> _Exercise directions_:
Return the data that follows exactly as it appears. Pictures do not belong in the copy.

> _Data records_:
··········

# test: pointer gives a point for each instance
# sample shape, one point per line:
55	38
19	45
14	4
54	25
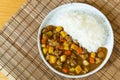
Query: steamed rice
84	28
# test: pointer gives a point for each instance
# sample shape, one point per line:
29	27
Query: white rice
86	29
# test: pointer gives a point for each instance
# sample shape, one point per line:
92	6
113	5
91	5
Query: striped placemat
19	54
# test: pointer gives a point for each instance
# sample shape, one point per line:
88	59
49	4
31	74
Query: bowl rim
91	72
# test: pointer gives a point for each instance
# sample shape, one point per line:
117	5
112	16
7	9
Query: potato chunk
52	59
78	69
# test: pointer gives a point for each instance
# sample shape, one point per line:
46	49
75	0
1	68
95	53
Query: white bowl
85	8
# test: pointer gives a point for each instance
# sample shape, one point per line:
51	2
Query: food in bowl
66	54
88	36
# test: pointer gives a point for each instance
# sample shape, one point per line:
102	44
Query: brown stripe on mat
19	54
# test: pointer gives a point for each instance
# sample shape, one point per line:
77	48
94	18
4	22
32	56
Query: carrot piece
67	52
61	47
79	50
92	60
65	70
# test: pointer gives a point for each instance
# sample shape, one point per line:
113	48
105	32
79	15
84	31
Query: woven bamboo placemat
19	54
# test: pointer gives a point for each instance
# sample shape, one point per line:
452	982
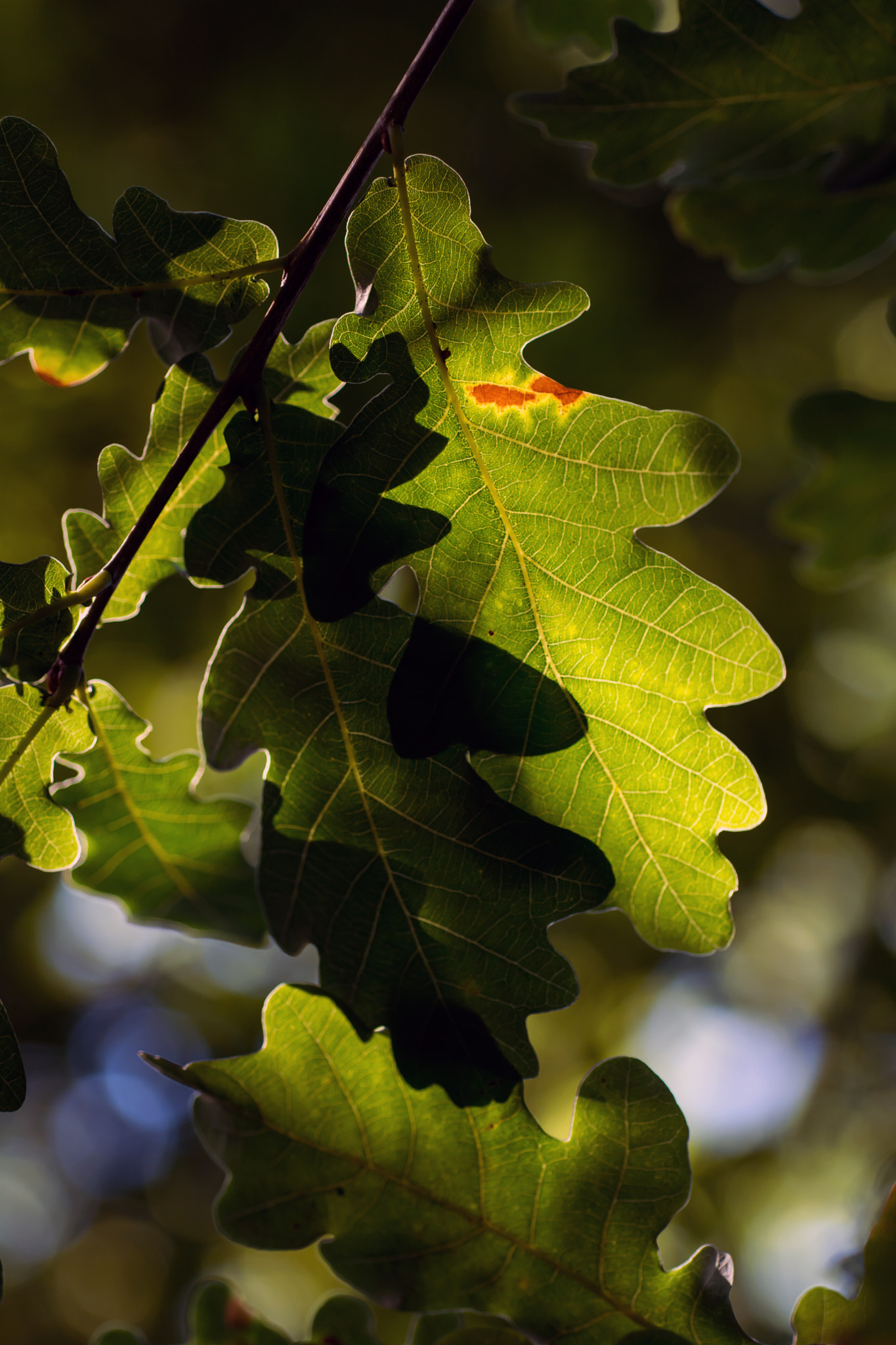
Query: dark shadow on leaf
30	651
351	530
456	689
450	1046
396	961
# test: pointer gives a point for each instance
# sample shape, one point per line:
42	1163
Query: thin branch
246	377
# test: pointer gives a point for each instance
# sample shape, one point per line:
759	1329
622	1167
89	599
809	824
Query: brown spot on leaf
500	396
566	396
236	1315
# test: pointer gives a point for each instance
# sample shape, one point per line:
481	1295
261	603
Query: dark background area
254	114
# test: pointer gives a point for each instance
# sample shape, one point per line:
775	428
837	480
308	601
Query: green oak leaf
426	1206
167	854
845	512
825	1317
32	825
585	22
70	295
28	651
217	1317
299	374
731	101
12	1075
426	894
540	490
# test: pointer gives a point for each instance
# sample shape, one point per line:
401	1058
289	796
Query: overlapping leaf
32	825
150	841
539	500
70	295
299	374
586	22
426	1206
731	100
845	512
427	898
27	651
825	1317
12	1075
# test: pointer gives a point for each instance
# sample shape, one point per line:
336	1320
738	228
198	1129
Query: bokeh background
781	1051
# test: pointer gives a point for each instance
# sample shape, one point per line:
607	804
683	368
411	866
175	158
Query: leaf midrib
479	1222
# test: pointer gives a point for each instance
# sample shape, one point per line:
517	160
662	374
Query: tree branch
245	378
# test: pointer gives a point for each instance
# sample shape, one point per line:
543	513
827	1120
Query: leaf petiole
81	596
299	268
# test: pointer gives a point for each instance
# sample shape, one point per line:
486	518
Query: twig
244	381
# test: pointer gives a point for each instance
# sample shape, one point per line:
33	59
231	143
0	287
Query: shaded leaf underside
733	100
28	651
429	1206
12	1076
539	499
150	841
427	898
72	295
32	825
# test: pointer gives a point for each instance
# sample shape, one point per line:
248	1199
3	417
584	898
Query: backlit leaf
427	896
28	651
427	1206
297	374
539	499
825	1317
733	100
12	1075
32	825
845	512
70	295
167	854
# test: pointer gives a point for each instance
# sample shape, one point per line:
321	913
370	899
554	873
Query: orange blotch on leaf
500	396
505	397
50	378
566	396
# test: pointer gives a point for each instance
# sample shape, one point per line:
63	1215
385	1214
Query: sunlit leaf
27	651
733	100
825	1317
12	1075
72	295
32	825
167	854
427	1206
584	22
845	512
217	1315
427	896
299	374
539	500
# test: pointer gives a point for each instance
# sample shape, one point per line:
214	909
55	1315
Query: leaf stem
24	743
300	264
78	598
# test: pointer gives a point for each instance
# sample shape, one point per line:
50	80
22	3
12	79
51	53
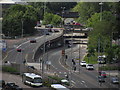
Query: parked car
56	30
12	86
2	83
103	73
83	63
31	67
101	79
89	67
9	85
19	49
115	80
69	45
33	41
49	26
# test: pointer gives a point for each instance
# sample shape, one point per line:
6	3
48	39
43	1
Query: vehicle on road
12	86
33	41
56	30
101	79
102	59
69	45
115	80
83	63
19	50
103	73
89	67
32	79
2	83
59	87
49	26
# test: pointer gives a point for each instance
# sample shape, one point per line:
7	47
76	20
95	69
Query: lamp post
62	16
101	10
22	28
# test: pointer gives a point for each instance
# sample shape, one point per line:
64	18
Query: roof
32	75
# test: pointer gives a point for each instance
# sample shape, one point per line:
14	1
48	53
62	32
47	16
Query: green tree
13	18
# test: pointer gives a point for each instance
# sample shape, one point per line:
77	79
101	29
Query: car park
83	63
89	67
115	80
101	79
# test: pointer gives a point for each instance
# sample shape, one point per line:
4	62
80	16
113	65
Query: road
84	79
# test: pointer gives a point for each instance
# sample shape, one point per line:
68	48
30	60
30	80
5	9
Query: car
83	63
2	83
33	41
56	30
69	45
49	26
47	33
19	49
115	80
103	73
16	87
89	67
31	67
101	79
12	86
9	85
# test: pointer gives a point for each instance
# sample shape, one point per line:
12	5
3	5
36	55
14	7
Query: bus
32	79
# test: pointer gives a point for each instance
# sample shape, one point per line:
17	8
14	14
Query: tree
13	18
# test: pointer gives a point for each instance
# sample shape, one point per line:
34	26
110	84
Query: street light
22	28
101	10
62	16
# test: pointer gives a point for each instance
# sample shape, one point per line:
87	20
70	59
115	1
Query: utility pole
101	10
79	58
22	28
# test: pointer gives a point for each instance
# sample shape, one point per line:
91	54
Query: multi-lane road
82	79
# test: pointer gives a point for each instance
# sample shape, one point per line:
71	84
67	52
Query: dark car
101	79
115	80
49	26
33	41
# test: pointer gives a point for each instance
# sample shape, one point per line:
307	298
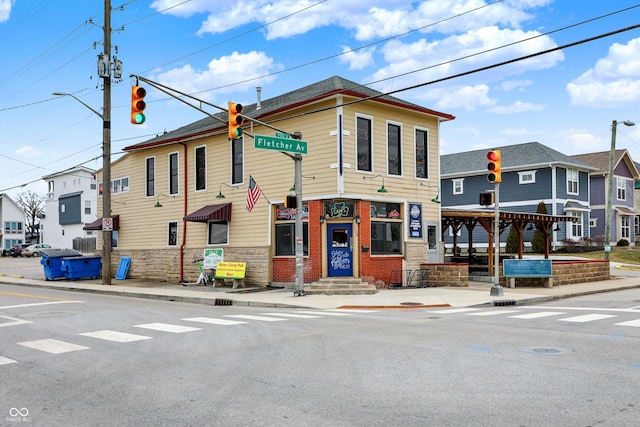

··········

> _Answer to this exercise_:
# test: pointer gives a point for each instance
# sample shape, one point per line:
55	38
19	45
14	4
54	25
Query: steamed rice
84	28
# test: pointer gives a point for each instance
# sample shape, one point per line:
29	27
Query: white rice
86	29
# test: pointer gives a point for each instance
# sample shape, one point per line:
92	6
113	5
91	5
Query: striped placemat
19	54
# test: pointer gives a point for each instance
# sample shape, one point per line:
88	59
49	4
31	74
Query: bowl rim
91	72
# test: pointer gives a point for each instance
# sample shape, one point per line:
117	5
112	16
7	9
Query: potato chunk
52	59
78	69
# test: pointer gives a point for each instance
# sample shape, one point per line:
46	49
75	0
1	68
95	53
Query: white bowl
85	8
# test: pointer gives a point for each instance
# sample shape, one point per line:
51	2
Query: food in bowl
66	54
88	36
# test: pointer gives a point for each instance
# sample shape, one point per line:
102	44
Query: brown stripe on mat
19	54
# test: pointer gives a point for each instance
# sample shape, one point per line:
77	48
94	18
4	22
32	56
Query: carrot piece
67	52
61	47
79	50
92	60
65	70
# test: pointer gives a point for each instance
# sample shape, one point per line:
113	48
105	32
79	15
84	31
Query: woven bamboo placemat
19	54
# test: pointer gives a point for each instance
# sample shape, one point per line:
452	982
Query: dark shadow on leaf
30	651
351	530
456	689
450	1046
396	961
# test: pointer gives a point for each instance
# sample shape, one point per line:
42	1163
Query: thin branch
246	377
# test: pointer gives a point for each instance
# sample shape, one point per line:
759	1329
622	1167
89	599
809	824
Query: brown spot on leaf
500	396
566	396
236	1315
# test: pointer gives a point for each instance
# sample shape, one point per line:
481	1295
261	603
Query: dark background area
254	114
# test: pointer gives a point for each instance
# sample shape, one point per line:
775	428
837	480
308	601
Query: green oak leaf
426	1206
167	854
845	512
825	1317
32	825
585	22
70	295
28	651
217	1317
299	374
731	101
12	1075
426	894
540	490
# test: pointer gives a point for each instance
# sample shape, one point per line:
401	1058
289	796
Query: overlapping leaf
32	825
150	841
539	500
70	295
299	374
586	22
426	1206
731	100
845	512
427	898
27	651
825	1317
12	1075
# test: pointer gives a point for each instance
# sample shape, one point per line:
336	1320
738	228
198	1129
Query: bokeh background
781	1051
# test: pointer gives a point for each instance
# sample shape, one point per line:
607	804
683	368
411	866
175	158
Query: leaf midrib
479	1222
# test: pointer gives a point for each instance
# sample shape, one point per line:
517	160
662	374
Query: tree branch
245	378
# test: pointer gives a point for each instance
# sample shape, one point per line:
543	513
827	1120
Query: leaf petiole
81	596
299	268
# test: pointer gives a point for each instance
# sample shape, one point per line:
486	518
Query: twig
244	381
# test: pointer gives a point for each instance
# sample shape, one point per line:
33	59
231	143
0	287
Query: shaded leaf underside
733	100
28	651
429	1206
12	1076
539	499
150	841
427	898
72	295
32	825
# test: pointer gives a point for each instance
# sample shape, one point per line:
248	1199
3	417
584	898
Query: backlit leaf
427	896
28	651
427	1206
297	374
539	499
825	1317
733	100
12	1075
32	825
845	512
70	295
167	854
# test: pointer gives a point for each instance
# sample shape, one point per line:
321	913
370	899
554	873
Query: orange blotch on leaf
500	396
505	397
50	378
566	396
# test: pointer gives a point for each instance
# sample shape, one point per line:
63	1215
385	1214
Query: sunlit leaf
27	651
733	100
825	1317
12	1075
72	295
32	825
167	854
427	1206
584	22
845	512
217	1315
427	896
299	374
539	500
# test: pointer gives a point for each instance
# sample shape, one point per line:
214	909
55	1315
Query: leaf stem
24	743
300	264
78	598
# test: pointer gives a point for each instance
# sample shape, one point per line:
50	80
22	3
12	79
51	53
Query: parked car
56	30
12	86
2	83
103	73
83	63
31	67
101	79
89	67
9	85
19	49
115	80
69	45
33	41
49	26
# test: pointer gives a point for each instance
# sample shape, one point per line:
6	3
48	39
43	1
Query: vehicle on road
12	86
33	41
56	30
101	79
102	59
69	45
115	80
83	63
19	50
103	73
89	67
32	79
2	83
59	87
49	26
# test: pointer gives a point for each instance
# sample shape, one point per line:
7	47
76	20
95	69
Query: lamp post
62	16
101	10
22	28
# test: pointer gives a point for each instance
# sample shape, one point per line:
64	18
Query: roof
32	75
# test: pointer gives a point for each instance
# sample shape, one point per line:
14	1
48	53
62	32
47	16
Query: green tree
13	18
# test: pointer gives a point for each instance
# sample shape, one point per line:
77	79
101	29
Query: car park
83	63
89	67
115	80
101	79
# test: pointer gives a point for each instance
# sample shape, one point per line:
4	62
80	16
113	65
Query: road
84	79
# test: pointer gives a point for each instance
# sample shape, one point per line:
68	48
30	60
30	80
5	9
Query: car
83	63
2	83
33	41
56	30
69	45
49	26
47	33
19	49
115	80
103	73
16	87
89	67
31	67
101	79
12	86
9	85
# test: pointer gives a point for each instance
# sample shape, one point per line:
12	5
3	5
36	55
14	7
Query: bus
32	79
# test: pointer gives a point for each instance
# sample shape, one point per line:
17	8
14	14
Query: tree
13	18
# test: pointer gives a point for each instance
# sample shape, one point per line:
34	26
110	84
Query: street light
22	28
101	10
62	16
# test: pointer gives a point for each instance
# sample shape, one point per line:
87	20
70	59
115	1
Query: utility pole
101	10
79	58
22	28
# test: pointer gives a point for each instance
# sample shape, one point per line:
91	54
Query: multi-lane road
82	79
# test: pointer gives a point for each instance
# sample shape, one point per line:
71	84
67	52
Query: dark car
101	79
115	80
49	26
33	41
# test: pointer gives a point for each instance
# sample shape, one point per line:
307	298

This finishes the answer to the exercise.